> **DATA SECTION**:
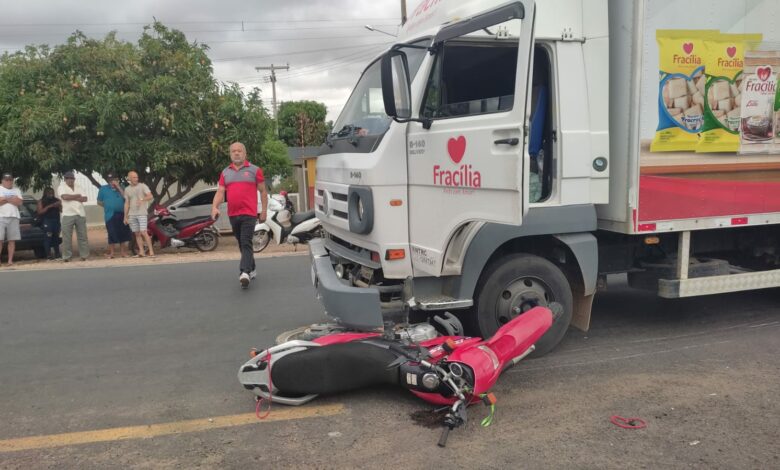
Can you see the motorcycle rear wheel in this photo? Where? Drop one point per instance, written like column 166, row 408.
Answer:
column 206, row 241
column 260, row 240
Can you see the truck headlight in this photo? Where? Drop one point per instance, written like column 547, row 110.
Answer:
column 360, row 206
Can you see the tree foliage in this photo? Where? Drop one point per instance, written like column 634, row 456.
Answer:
column 113, row 106
column 302, row 123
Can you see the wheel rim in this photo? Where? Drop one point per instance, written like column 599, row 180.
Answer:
column 206, row 240
column 522, row 295
column 260, row 240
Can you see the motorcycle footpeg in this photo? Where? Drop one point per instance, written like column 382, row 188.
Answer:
column 256, row 374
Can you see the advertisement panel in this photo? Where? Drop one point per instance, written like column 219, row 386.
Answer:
column 710, row 141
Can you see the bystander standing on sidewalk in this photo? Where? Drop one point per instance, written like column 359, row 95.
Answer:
column 10, row 200
column 111, row 197
column 241, row 181
column 49, row 208
column 73, row 216
column 137, row 198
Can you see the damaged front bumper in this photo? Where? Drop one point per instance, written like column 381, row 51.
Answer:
column 354, row 307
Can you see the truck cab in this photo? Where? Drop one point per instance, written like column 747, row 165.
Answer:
column 449, row 153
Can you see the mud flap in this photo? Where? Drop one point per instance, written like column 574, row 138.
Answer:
column 582, row 308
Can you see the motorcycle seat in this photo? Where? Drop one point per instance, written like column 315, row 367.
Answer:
column 180, row 224
column 301, row 217
column 333, row 369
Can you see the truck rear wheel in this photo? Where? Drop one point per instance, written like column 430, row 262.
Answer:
column 512, row 285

> **GIVEN PROBLEM**: Copy every line above word for word, but leave out the pictures.

> **WRITTEN RESPONSE**:
Can you see the motorcycle rear wheel in this photo? Where? Drop one point per instance, written like column 166, row 408.
Answer:
column 206, row 241
column 260, row 240
Can you see the truck headlight in this photo? Where? Drop one point per instance, written like column 547, row 110.
Answer:
column 360, row 206
Can you see the tree foliage in this photo? Where? Drop one point per instance, written like column 634, row 456.
Answer:
column 113, row 106
column 302, row 123
Can you see the wheel rim in this photo? Where? Drop one point per instance, written like column 599, row 180.
Answer:
column 206, row 240
column 522, row 295
column 260, row 240
Can you see the motorcycle footpeg in this photo? Where? Drop one point per instance, written like column 382, row 188.
Answer:
column 256, row 374
Can you see the advertisement panel in this photo? Where? Drop one point per instance, written like column 219, row 386.
Answer:
column 710, row 141
Can you see the bystander standing on sidewalk in this photo? Where? Drop one point per instance, written like column 359, row 95.
Answer:
column 10, row 200
column 111, row 197
column 241, row 181
column 49, row 208
column 73, row 216
column 137, row 198
Can you see the damaged front bumper in this photo? Where? Drop one point per instance, written like column 381, row 51.
Answer:
column 354, row 307
Can you see the truck cab in this photo? Where? Drop one point per instance, written like column 747, row 165.
Answer:
column 449, row 153
Can you see the mud flap in this photo? Where? Drop one point per instance, written like column 574, row 138.
Answer:
column 582, row 308
Can you see the motorcycle seat in this photo? Where? Drop one point per instance, written like column 315, row 367.
Answer:
column 180, row 224
column 301, row 217
column 333, row 369
Can you see the truck rear wheel in this photo? Where? Drop one point per instance, written like column 430, row 262.
Answer:
column 512, row 285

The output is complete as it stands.